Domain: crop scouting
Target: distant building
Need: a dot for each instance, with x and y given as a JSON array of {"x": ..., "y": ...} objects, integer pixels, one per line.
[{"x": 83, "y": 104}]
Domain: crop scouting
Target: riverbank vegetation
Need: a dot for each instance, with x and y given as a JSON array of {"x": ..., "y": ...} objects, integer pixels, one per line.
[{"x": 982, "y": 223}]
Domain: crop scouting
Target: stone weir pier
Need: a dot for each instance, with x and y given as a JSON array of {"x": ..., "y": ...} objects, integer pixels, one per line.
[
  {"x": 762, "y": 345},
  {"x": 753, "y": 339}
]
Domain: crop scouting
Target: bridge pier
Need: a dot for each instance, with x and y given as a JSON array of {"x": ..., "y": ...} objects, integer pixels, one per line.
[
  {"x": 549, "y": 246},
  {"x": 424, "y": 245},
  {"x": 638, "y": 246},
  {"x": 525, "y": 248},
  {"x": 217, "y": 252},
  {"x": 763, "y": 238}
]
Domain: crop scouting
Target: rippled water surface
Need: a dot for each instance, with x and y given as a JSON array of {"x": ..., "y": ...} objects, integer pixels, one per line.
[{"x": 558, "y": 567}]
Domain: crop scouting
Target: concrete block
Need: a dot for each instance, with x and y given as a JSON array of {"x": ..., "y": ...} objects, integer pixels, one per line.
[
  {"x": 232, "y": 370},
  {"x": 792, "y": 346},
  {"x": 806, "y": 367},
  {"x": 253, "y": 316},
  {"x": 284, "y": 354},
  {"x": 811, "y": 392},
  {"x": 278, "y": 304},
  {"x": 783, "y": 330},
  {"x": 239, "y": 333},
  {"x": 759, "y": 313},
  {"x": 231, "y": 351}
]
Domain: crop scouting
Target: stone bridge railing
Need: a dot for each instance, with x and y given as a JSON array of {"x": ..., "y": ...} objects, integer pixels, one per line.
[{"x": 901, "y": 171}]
═══
■ **Your instructions**: Repeat the material from above exactly, word for word.

■ **Problem solution**:
Domain: crop scouting
Target: distant building
Need: a dot for each instance, with x and y given as a JSON array of {"x": ..., "y": ...} objects, integer pixels, one per line.
[{"x": 83, "y": 104}]
Domain: crop scouting
Target: riverbank vegetation
Need: a dot for each instance, with x and y given as a JSON array of {"x": ..., "y": ...} objects, integer pixels, one per line.
[{"x": 982, "y": 223}]
Domain: crop scouting
Target: stone weir pier
Need: a dot for each instance, with x and y given as a JSON array of {"x": ..., "y": ...} objects, integer pixels, one per line.
[
  {"x": 762, "y": 345},
  {"x": 753, "y": 339}
]
Domain: crop scouting
Target: bridge pier
Need: a dot for each instance, with x and y given as a JSON array of {"x": ..., "y": ...} objects, integer pixels, one per line.
[
  {"x": 549, "y": 246},
  {"x": 424, "y": 245},
  {"x": 638, "y": 246},
  {"x": 525, "y": 248},
  {"x": 217, "y": 252},
  {"x": 763, "y": 238}
]
Domain: crop scouting
Target: rippled water surface
Need: a dot for each instance, with x and y given as a JSON array of {"x": ..., "y": ...} objects, integer pixels, one per line.
[{"x": 558, "y": 567}]
Domain: crop scouting
Target: concrete block
Need: a dot for each instance, with x and y given as a JSON array of {"x": ..., "y": ...} objects, integer pixels, one per line.
[
  {"x": 232, "y": 370},
  {"x": 792, "y": 346},
  {"x": 806, "y": 367},
  {"x": 253, "y": 316},
  {"x": 284, "y": 354},
  {"x": 811, "y": 392},
  {"x": 278, "y": 304},
  {"x": 783, "y": 330},
  {"x": 239, "y": 333},
  {"x": 759, "y": 313},
  {"x": 231, "y": 351}
]
Domain: crop scouting
Target: stone bridge railing
Need: a dot for each instance, with x and y given as a JSON array of {"x": ..., "y": ...} objects, integer pixels, one per line.
[{"x": 901, "y": 171}]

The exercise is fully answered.